## TAREFA
Escreva a continuação do trecho sobre o nome social, começando logo depois da última frase dele.

## TRECHO SELECIONADO
§
Além dos desafios técnicos, outro aspecto ressaltado é a questão cultural e o letramento das pessoas em relação ao nome social. Giovanna conta que há casos de estudantes que preenchem o campo do nome social em formulários incorretamente. “Muitas pessoas preenchem esse campo com a forma abreviada do nome, achando que nome social é aquele que elas utilizam mais comumente.” Isso mostra a importância de promover o letramento da comunidade, para que todas as pessoas compreendam o significado e a importância do nome social, bem como saibam como se dirigir adequadamente a uma pessoa que o utiliza.
§
## DADOS REGISTRADOS

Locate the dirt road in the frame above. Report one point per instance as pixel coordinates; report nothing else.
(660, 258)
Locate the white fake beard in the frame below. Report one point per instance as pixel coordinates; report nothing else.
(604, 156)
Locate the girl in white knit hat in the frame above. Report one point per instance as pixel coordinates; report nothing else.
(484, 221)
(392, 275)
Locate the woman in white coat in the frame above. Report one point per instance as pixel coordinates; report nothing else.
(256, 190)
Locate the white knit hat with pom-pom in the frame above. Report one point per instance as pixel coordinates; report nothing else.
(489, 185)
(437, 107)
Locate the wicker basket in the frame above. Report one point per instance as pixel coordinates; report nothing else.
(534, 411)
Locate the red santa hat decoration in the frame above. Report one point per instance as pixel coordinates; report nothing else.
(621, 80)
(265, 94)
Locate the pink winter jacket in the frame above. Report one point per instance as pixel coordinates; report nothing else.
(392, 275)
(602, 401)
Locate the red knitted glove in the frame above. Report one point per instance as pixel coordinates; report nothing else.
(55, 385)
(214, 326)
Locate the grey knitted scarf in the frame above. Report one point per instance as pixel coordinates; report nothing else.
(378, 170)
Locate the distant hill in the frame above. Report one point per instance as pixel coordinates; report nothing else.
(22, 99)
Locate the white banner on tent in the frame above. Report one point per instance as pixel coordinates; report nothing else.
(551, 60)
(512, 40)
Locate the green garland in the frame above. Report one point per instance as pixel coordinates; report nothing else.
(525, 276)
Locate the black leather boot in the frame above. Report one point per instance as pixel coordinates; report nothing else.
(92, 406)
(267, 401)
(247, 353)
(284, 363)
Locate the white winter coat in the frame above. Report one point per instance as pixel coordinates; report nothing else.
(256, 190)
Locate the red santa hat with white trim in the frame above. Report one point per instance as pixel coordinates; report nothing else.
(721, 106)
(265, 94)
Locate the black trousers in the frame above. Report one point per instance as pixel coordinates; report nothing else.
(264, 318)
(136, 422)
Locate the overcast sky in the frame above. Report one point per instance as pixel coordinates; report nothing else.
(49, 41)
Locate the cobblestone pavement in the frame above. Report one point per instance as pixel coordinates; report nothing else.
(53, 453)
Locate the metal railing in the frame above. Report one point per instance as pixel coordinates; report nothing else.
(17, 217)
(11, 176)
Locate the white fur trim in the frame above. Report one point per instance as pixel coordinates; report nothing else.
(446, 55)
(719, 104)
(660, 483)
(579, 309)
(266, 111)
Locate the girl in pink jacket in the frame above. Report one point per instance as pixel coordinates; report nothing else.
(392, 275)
§
## RESPOSTA DO EXERCÍCIO
No Insper, a aluna Katty Terra, de 23 anos, que está no 8º semestre do curso de Engenharia Mecânica, adotou o nome social. Ela conta que descobriu sua identidade de gênero quando tinha por volta de 11 ou 12 anos, quando passou a sentir uma desconexão entre as expectativas da sociedade e seu conforto pessoal. Durante muitos anos, Katty lutou com conflitos internos que a impediam de assumir o que sentia. Quando entrou no Insper, a estudante ainda se vestia como homem e usava seu nome civil. No entanto, à medida que foi amadurecendo durante sua experiência na faculdade, ela foi se sentindo mais à vontade para assumir sua identidade de gênero. Um momento de virada ocorreu durante a pandemia da covid-19. “O tempo que passei em casa durante a pandemia me deu uma oportunidade de autorreflexão e crescimento pessoal”, diz a aluna.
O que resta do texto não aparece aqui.